Exercise brief:
Omitting the images, transcribe the records below exactly as they stand.

Stored data:
________
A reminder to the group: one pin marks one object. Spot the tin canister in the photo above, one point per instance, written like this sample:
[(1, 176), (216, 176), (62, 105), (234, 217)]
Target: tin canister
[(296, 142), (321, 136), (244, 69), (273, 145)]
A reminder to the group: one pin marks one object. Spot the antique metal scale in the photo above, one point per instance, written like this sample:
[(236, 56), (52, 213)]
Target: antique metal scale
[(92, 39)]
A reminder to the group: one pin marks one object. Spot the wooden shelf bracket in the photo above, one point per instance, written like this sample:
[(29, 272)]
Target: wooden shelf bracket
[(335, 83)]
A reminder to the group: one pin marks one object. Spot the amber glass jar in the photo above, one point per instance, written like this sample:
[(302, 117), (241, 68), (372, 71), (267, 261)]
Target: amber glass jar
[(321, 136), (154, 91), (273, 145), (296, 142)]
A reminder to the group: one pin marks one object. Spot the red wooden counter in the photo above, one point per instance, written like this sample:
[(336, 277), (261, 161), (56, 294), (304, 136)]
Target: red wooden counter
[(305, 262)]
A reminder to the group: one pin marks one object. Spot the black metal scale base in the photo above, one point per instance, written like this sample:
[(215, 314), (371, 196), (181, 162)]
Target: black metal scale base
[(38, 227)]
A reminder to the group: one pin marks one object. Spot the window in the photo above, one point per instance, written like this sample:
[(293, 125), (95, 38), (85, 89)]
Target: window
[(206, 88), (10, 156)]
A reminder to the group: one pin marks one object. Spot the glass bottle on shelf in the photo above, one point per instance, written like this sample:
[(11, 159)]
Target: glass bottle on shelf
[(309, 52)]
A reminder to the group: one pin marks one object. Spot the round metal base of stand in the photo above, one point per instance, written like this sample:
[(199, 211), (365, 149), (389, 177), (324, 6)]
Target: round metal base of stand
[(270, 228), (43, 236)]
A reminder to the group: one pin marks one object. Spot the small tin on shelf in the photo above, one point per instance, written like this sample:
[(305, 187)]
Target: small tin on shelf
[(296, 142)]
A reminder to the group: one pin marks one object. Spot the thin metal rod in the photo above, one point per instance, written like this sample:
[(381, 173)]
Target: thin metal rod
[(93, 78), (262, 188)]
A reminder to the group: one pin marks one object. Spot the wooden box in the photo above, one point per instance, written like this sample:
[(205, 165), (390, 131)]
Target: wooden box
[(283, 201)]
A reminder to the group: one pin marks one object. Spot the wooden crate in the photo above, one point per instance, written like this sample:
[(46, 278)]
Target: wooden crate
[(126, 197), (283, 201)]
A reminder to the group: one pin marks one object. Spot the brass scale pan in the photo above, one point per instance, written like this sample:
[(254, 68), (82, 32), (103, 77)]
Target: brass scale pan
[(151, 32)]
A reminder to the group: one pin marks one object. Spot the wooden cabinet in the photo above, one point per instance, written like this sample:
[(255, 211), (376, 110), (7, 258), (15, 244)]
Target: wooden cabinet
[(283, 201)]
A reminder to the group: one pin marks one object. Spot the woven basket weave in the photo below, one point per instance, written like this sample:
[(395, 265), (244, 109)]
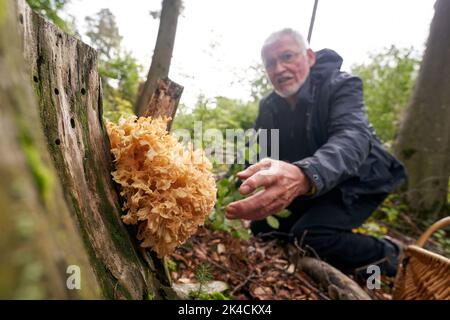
________
Response to this exercise:
A reminder to the group: one pin marks one object. Spot the tin canister in the photo above, one point per instance, written like this sample:
[(1, 176), (216, 176), (62, 105), (234, 217)]
Target: tin canister
[(296, 142), (321, 136), (244, 69), (273, 145)]
A reminder to the group: one pin marks one object. Spot the antique metal scale in the photo above, one point per instance, written like this sample:
[(236, 56), (52, 213)]
Target: antique metal scale
[(92, 39)]
A reminder to the group: one pin marks one object. Spot the wooden shelf bracket in the photo above, one point per instance, written like this sample:
[(29, 272)]
Target: wooden shelf bracket
[(335, 83)]
A reminder to the group: one pin marks one object. Spot the amber glass jar in the photo above, one point per instance, written like this sample:
[(302, 117), (241, 68), (372, 71), (267, 261)]
Target: amber glass jar
[(321, 136), (154, 91), (273, 145), (296, 142)]
A reminder to the group: one pin marks one object. Spot the red wooden counter in the photo above, one point per instance, written like this sample:
[(336, 277), (261, 161), (56, 294), (304, 136)]
Target: red wooden counter
[(305, 262)]
A reminder to the group: one pin marks one object. Spot the black metal scale base in the photo above, one point per instance, written like this sample:
[(215, 314), (371, 196), (181, 162)]
Target: black metal scale base
[(38, 227)]
A reminder to the group: one pin marks one object. Spot the window in the photo above, one point per instance, written like this sample:
[(293, 125), (95, 38), (85, 89)]
Target: window
[(206, 88), (10, 156)]
A reminder to the group: one pin marks one object. Spot the glass bottle on shelf in the photo above, one point per instance, written like this sample:
[(11, 159)]
Target: glass bottle on shelf
[(309, 52)]
A reminder to the group: one pin marks one object. Spot the round metal base of stand in the photo above, one point per instance, written like this sample:
[(199, 211), (365, 149), (389, 177), (324, 6)]
Target: round metal base of stand
[(270, 228), (43, 236)]
A reminder to the group: one pin marks one object. Spot the small tin on shelf in the photo above, one point per instance, written like this sample:
[(305, 187)]
Target: small tin on shelf
[(296, 142)]
A reminder to the group: one pin marks one object. Spot the thin metal rod in the photo above, one point per instance, written like this sample:
[(381, 173)]
Target: thin metal rod
[(93, 78), (262, 188)]
A reminder to the group: one pin marks one object. Spot the wooden box in the photo above, one point per instance, written like this sample:
[(205, 165), (390, 131)]
Target: wooden box
[(283, 201)]
A reminder to the group: one pin marks one object. Spot the wooden crate in the photo above, one point per instance, written like this sample:
[(46, 278)]
Target: wooden crate
[(126, 197), (283, 201)]
A reminder to the group: one pin marks one object. Spot the brass scale pan in the photo above, one point per instance, written like this sample:
[(254, 68), (82, 32), (103, 77)]
Target: brass scale pan
[(151, 32)]
A reminder to the group: one pin marks one object. Spot the wooden cabinet in the photo above, one point per instance, written like this sample:
[(255, 211), (376, 110), (7, 258), (15, 244)]
Target: wooden cabinet
[(283, 201)]
A reminder to the group: one pin marks one object. Spot the woven basket weave in the photo below, one point per instance, written like this sample:
[(395, 265), (244, 109)]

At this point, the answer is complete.